-------- Input --------

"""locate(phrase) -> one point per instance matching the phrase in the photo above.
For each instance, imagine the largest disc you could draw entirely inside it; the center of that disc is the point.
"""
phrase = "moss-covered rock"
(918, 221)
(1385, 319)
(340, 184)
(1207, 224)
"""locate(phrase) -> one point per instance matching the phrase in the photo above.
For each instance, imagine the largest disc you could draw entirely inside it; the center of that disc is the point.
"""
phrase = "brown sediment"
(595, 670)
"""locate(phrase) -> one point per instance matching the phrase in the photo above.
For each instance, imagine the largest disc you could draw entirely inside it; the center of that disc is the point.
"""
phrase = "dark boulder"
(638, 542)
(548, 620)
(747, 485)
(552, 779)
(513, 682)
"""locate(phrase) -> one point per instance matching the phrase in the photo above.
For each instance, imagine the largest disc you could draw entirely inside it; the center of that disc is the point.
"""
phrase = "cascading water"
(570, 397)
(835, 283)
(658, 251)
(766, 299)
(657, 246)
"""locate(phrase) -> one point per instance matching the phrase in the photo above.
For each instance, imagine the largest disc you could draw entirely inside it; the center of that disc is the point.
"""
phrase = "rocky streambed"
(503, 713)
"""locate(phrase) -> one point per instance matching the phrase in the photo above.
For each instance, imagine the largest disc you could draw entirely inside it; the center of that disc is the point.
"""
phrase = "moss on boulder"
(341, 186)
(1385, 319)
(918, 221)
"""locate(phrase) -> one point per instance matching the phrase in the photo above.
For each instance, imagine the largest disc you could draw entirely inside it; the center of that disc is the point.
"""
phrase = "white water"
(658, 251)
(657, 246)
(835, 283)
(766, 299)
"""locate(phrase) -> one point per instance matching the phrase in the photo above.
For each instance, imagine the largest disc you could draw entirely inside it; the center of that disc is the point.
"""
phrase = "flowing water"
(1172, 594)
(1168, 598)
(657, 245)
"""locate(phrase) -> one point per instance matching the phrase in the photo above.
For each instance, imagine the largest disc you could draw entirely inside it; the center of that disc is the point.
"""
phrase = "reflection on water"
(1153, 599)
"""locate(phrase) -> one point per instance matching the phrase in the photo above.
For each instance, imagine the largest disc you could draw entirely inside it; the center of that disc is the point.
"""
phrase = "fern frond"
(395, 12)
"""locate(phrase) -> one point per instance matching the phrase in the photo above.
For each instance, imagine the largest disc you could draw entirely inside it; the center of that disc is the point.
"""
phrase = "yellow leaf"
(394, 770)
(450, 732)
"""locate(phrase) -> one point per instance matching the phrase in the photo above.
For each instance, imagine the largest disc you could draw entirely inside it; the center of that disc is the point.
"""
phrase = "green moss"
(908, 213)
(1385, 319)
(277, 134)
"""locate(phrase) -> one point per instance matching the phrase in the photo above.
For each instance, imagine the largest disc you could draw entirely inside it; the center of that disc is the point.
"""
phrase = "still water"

--------

Required task
Reproduce the entries verbatim, from their first line up to and including the line with "(1207, 224)".

Response to this exercise
"""locate(phrase) -> one point per instance matching the phrase in the photo above.
For each instance, imagine the largest disc you could draw entirely inside it; the center of that disc is the point.
"""
phrase = "moss-covered rock"
(918, 221)
(1385, 319)
(340, 184)
(1207, 224)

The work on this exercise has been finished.